• [Tasks to perform]:
A - According to the article on Jeanne Dennison, what training program did her Heartland counselor encourage her to apply for?
B - Reproduce the article on Jeanne Dennison word for word from "In the following" to "grooming training program.".

-- Source document follows --

By Kelly Scanlon

When 35-year-old Jeanne Dennison, a recent graduate of The Grooming Project, lost custody of her daughters two years ago, she was facing a long prison sentence for drugs and weapons possession.

Losing her children turned out to be a critical turning point for Jeanne. She’d finally had enough of a life dominated by drugs. She determined to get clean for good and regain custody of her daughters, now 12 and 5.

“I knew what the prize was. It was getting my kids back,” she said.

The Road to Addiction

Introduced to pot at age 12 by family members, Jeanne was charged with her first felony at 17 when she was stopped with a half-pound of marijuana, scales and six bottles of liquor in her car. She wasn’t charged as an adult but was ordered to complete Jackson County’s Drug Court, which she did.

In the aftermath of the arrest, Jeanne ’s pot habit accelerated to meth addiction as she coped with mental, physical and sexual abuse.

“I just started doing meth. I figured I’d do uppers instead of downers,” she said, “and it was a whole ‘nother story.”

Several more felony and misdemeanor arrests followed, and Jeanne plunged further and further into addiction and the drug life, despite having young daughters to care for.

A Fork in the Road

The drugs and weapons possession charge that cost Jeanne her children a couple of years ago was a fork-in-the-road moment. She chose the harder, more uphill path—but one she knew would lead to a better future.

She entered a drug therapy program through Heartland Center for Behavioral Change as part of the County Drug Court. After about 10 months of drug counseling, she quit using—cold turkey—despite advice from her doctor to slow down and follow the process. The stress of quitting suddenly was too much of an adjustment for her body, and Jeanne landed in the hospital with a heart attack.

Jeanne doesn’t regret the approach she took. “I spent a couple of days in the hospital,” she said, “but I did quit.”

In the following months, as she stayed clean and continued her drug counseling program, Jeanne regained custody of her daughters. But the challenge of juggling her schedule, her kids’ schedule and a daughter with an immune deficiency disorder, especially during the pandemic, overwhelmed her.

After being clean for one year, she relapsed—for one night. It was enough for her to lose custody of her daughters again. Determined not to let the setback become a permanent defeat, Jeanne got serious about finding employment, but her felonies kept her from being hired.

Fortunately, the counselor she was seeing at Heartland was aware of The Grooming Project and encouraged her to apply for the dog grooming training program.

The Grooming Project: A Life-Altering Road Map

As a student of The Grooming Project, Jeanne learned a job skill that would help her earn a livable wage. She also benefitted from the program’s many other resources and support services.

Jeanne and her daughters live in the “dorms,” the family residence facility The Grooming Project operates.

“I was homeless and not living in a good situation. I was around drugs and trying to stay clean. It was really hard,” Jeanne said. “I had to change my playmates and my playground. The dorms are like high-class living when you come from the drug life.”

She also received badly needed dental care and a pair of glasses, which The Grooming Project helped arrange through a community partner.

Barbie Daniels, the case worker at The Grooming Project, became her advocate in court, helping her to win back custody of her daughters once again and getting the prison sentence Jeanne was staring at reduced to five years’ probation with a 12-year back up.

-- Source document concluded --
-- Recorded information follows --

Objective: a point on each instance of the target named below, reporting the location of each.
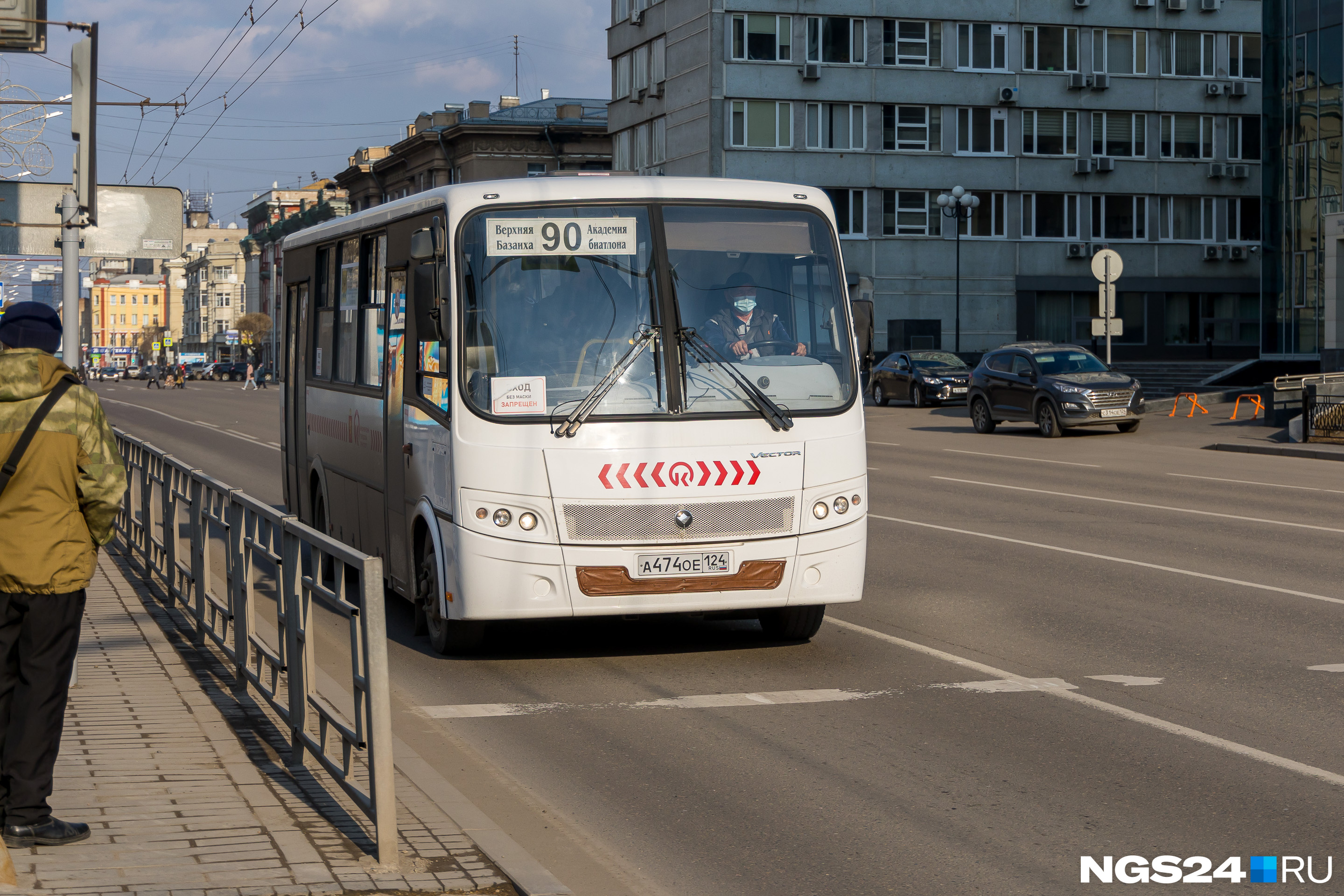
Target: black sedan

-- Recorded information concluded --
-- Recorded information follows --

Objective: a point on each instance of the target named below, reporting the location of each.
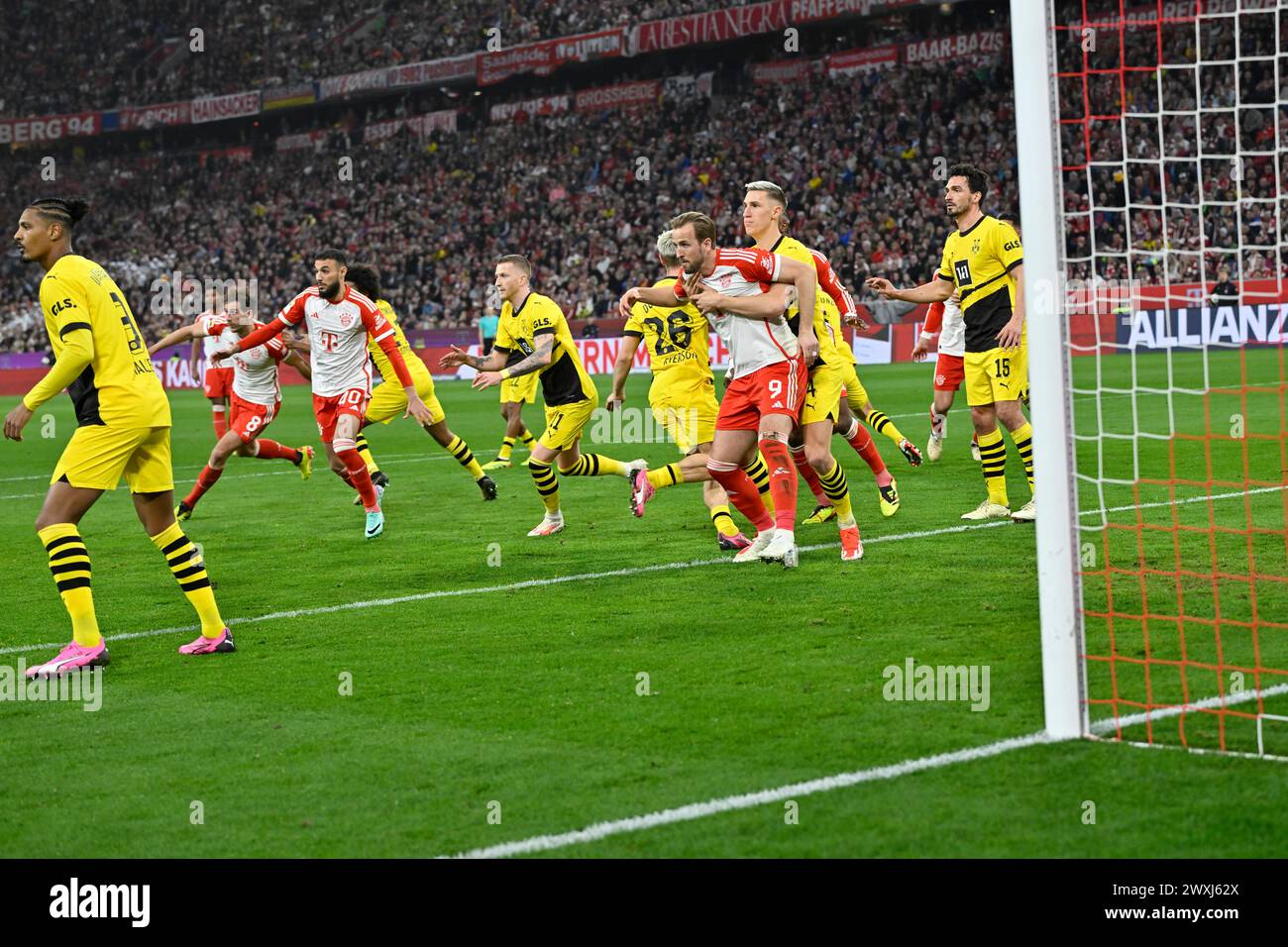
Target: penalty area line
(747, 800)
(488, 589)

-- Recorded information concluded --
-- Recorded information follows --

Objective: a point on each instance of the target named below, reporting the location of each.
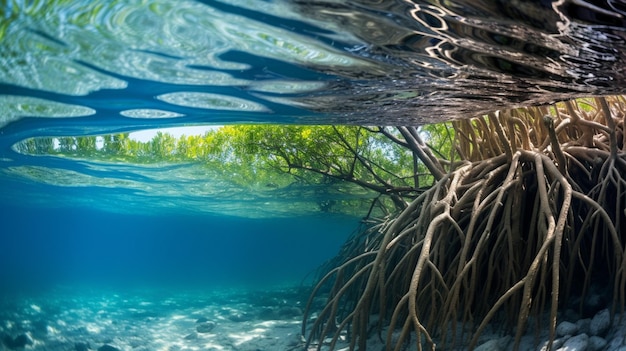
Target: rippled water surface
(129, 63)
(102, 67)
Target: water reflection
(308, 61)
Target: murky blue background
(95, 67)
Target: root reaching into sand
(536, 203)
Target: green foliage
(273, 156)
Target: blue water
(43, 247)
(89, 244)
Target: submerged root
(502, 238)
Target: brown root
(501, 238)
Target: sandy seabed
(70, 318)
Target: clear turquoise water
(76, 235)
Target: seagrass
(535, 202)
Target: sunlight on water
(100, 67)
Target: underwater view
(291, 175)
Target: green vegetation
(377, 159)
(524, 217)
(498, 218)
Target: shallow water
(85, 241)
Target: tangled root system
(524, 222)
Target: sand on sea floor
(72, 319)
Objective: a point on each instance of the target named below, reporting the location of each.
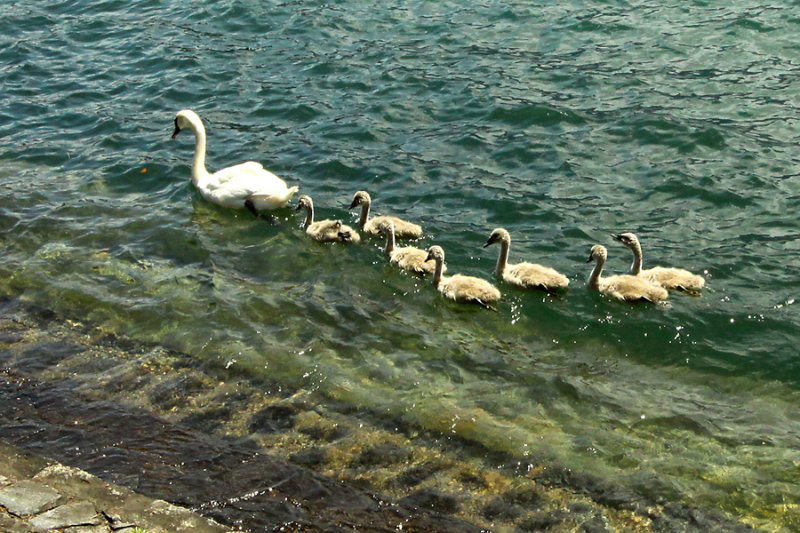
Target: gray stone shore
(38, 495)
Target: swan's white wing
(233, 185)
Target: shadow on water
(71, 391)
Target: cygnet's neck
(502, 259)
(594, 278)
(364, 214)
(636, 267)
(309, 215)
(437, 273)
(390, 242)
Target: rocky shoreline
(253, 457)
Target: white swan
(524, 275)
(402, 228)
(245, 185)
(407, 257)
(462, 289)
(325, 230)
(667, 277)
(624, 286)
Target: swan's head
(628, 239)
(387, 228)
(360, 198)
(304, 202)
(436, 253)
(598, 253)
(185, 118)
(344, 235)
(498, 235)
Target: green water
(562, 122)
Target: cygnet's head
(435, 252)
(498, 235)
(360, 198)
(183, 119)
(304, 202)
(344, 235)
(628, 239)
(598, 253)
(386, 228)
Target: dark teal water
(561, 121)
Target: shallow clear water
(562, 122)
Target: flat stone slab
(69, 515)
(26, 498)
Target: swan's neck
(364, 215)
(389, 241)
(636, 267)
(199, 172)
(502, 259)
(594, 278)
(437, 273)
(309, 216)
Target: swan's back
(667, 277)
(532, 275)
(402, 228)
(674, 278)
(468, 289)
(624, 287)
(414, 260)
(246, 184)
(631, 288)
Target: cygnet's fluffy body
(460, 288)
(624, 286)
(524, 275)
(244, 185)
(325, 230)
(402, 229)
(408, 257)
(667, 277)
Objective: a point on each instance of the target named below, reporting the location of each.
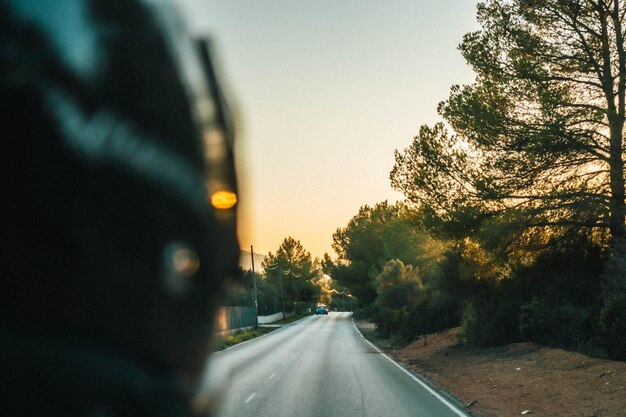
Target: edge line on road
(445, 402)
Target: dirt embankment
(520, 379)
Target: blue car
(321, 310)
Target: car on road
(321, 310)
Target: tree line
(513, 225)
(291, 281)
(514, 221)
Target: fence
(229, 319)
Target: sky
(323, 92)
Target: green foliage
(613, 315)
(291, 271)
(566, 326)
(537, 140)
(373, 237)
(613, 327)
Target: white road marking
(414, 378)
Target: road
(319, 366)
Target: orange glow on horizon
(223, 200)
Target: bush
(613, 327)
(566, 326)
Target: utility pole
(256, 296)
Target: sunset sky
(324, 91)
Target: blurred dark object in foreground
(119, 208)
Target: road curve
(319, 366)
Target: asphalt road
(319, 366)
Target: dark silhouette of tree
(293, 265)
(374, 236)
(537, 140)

-- Recorded information concluded --

• [Solutions to the exercise]:
A - The Grooming Project's dog grooming training program.

B -
In the following months, as she stayed clean and continued her drug counseling program, Jeanne regained custody of her daughters. But the challenge of juggling her schedule, her kids’ schedule and a daughter with an immune deficiency disorder, especially during the pandemic, overwhelmed her.

After being clean for one year, she relapsed—for one night. It was enough for her to lose custody of her daughters again. Determined not to let the setback become a permanent defeat, Jeanne got serious about finding employment, but her felonies kept her from being hired.

Fortunately, the counselor she was seeing at Heartland was aware of The Grooming Project and encouraged her to apply for the dog grooming training program.